• REQUEST: Show each line of the items below that contains the word "green", copied in full.

——

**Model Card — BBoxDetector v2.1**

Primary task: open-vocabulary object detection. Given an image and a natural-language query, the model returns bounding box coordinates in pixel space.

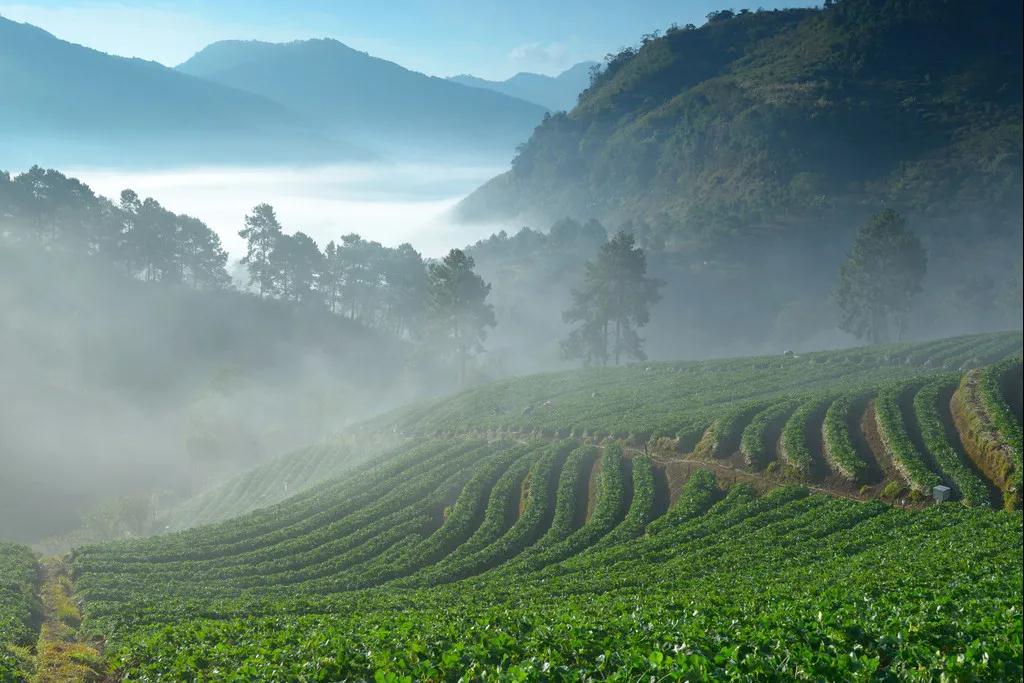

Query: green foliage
[978,355,1024,500]
[913,377,990,507]
[594,454,654,549]
[874,383,942,497]
[374,333,1021,444]
[562,231,660,366]
[778,394,833,476]
[59,335,1024,681]
[739,400,797,468]
[835,209,928,344]
[0,543,42,683]
[821,396,867,483]
[460,0,1024,248]
[647,470,720,533]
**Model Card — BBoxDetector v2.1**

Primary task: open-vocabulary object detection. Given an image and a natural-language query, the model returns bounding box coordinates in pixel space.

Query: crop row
[378,334,1020,441]
[778,395,833,476]
[516,444,627,571]
[402,443,545,586]
[79,445,493,595]
[978,355,1024,501]
[739,399,797,469]
[821,396,868,483]
[913,376,990,507]
[594,454,654,549]
[97,487,1022,681]
[0,543,40,651]
[874,384,942,497]
[76,440,452,566]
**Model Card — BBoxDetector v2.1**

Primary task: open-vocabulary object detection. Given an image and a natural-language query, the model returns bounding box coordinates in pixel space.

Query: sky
[0,0,818,80]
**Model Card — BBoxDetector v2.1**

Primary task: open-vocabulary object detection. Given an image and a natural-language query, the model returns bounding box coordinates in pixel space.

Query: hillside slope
[178,39,544,155]
[460,0,1022,247]
[0,16,366,168]
[449,61,597,112]
[54,334,1022,681]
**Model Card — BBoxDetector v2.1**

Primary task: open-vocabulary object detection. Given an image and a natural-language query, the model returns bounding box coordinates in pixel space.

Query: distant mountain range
[449,61,598,112]
[178,39,545,160]
[0,17,546,168]
[0,17,358,167]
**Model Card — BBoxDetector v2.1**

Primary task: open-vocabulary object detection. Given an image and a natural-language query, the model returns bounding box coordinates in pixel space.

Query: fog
[67,163,504,259]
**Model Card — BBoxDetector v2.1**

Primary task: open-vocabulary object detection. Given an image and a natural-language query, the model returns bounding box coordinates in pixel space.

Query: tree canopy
[835,209,928,344]
[429,249,497,384]
[562,230,660,366]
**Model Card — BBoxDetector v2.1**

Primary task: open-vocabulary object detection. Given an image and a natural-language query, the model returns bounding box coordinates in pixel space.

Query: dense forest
[458,0,1022,357]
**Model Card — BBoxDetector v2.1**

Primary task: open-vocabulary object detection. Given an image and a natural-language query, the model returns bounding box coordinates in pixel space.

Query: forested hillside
[461,0,1022,248]
[0,168,454,548]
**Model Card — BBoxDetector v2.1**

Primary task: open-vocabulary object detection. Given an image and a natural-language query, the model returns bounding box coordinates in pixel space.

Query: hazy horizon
[68,162,506,262]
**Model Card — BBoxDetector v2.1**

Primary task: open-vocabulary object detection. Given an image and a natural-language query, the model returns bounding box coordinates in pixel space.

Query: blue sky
[0,0,818,79]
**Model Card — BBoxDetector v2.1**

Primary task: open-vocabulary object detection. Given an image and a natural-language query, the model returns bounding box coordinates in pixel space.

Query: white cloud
[508,42,572,74]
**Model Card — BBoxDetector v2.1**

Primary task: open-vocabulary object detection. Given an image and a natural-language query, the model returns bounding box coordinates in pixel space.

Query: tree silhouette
[239,204,282,297]
[834,209,928,344]
[429,249,497,385]
[562,230,662,366]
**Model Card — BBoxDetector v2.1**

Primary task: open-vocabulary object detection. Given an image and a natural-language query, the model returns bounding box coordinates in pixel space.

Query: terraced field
[0,334,1024,681]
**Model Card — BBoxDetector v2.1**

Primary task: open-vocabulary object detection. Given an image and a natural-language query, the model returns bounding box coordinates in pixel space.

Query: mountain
[449,61,598,112]
[178,39,545,160]
[0,17,355,167]
[459,0,1022,248]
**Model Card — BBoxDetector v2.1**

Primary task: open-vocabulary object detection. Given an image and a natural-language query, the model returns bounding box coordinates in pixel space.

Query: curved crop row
[403,443,543,586]
[0,543,40,651]
[978,355,1024,505]
[778,396,830,476]
[417,441,574,582]
[874,386,942,496]
[593,456,654,550]
[913,377,989,507]
[693,403,759,458]
[74,440,460,569]
[739,399,798,469]
[79,446,488,598]
[821,396,867,483]
[509,443,626,571]
[534,445,597,549]
[647,470,722,533]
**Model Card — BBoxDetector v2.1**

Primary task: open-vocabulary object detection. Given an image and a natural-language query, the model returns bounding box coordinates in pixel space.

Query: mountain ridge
[449,61,599,112]
[459,0,1021,247]
[177,38,544,154]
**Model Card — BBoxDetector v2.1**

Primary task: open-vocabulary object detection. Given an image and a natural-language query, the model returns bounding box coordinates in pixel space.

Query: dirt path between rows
[31,557,109,683]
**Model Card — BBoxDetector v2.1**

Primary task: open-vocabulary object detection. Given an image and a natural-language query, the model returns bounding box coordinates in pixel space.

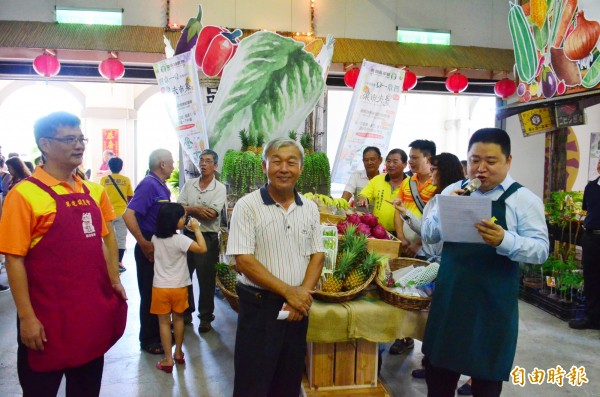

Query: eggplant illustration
[542,65,558,98]
[175,5,202,55]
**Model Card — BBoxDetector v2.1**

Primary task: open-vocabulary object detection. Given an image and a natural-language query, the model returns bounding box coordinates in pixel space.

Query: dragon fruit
[335,221,348,234]
[356,223,371,236]
[371,225,390,240]
[346,214,362,225]
[360,214,379,227]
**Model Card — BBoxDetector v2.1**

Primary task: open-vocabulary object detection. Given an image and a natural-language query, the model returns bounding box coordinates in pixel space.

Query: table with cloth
[304,287,428,396]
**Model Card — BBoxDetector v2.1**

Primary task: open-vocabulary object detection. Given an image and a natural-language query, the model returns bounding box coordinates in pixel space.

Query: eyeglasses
[45,136,89,146]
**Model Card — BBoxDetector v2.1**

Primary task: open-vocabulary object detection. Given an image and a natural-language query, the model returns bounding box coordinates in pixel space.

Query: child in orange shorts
[150,203,207,373]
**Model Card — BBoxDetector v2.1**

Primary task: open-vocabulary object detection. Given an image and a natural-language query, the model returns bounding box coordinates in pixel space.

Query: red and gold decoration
[33,50,60,78]
[344,67,360,89]
[98,52,125,83]
[102,129,119,156]
[446,72,469,95]
[494,77,517,100]
[402,69,417,92]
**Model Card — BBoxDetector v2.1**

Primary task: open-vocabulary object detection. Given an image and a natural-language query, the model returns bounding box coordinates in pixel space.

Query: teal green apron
[423,182,522,381]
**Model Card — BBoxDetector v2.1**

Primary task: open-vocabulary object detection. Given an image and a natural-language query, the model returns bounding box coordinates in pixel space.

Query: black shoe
[198,314,215,334]
[198,321,212,334]
[390,338,415,355]
[411,368,427,379]
[569,317,600,329]
[456,383,473,396]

——

• REPLY:
Query: green foliage
Query: teal green apron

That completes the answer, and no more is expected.